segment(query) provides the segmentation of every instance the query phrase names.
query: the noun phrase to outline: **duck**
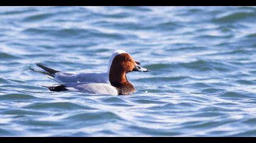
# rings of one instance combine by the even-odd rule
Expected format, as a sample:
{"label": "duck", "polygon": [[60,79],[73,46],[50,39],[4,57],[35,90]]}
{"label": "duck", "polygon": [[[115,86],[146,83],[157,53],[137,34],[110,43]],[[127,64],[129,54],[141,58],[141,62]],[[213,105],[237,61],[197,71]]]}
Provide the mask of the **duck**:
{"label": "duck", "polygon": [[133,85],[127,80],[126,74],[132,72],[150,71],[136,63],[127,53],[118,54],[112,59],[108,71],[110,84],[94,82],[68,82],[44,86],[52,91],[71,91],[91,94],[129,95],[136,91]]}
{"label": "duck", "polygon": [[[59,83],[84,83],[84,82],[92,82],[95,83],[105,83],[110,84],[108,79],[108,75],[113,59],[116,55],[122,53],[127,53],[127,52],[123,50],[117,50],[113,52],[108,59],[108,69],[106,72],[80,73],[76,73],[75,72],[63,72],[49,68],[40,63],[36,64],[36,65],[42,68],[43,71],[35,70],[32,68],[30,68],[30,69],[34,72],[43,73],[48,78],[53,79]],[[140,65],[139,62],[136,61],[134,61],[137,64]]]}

= = = = =

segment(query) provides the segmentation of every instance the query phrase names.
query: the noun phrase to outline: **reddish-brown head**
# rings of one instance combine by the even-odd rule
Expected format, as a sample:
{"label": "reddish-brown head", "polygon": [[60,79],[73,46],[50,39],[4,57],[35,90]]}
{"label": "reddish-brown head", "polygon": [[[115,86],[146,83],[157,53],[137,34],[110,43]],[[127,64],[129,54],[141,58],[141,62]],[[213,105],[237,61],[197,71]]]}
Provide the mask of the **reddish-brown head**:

= = = = =

=== Required work ===
Report how many lines in the records above contain the string "outline", giving only the number.

=== Task answer ===
2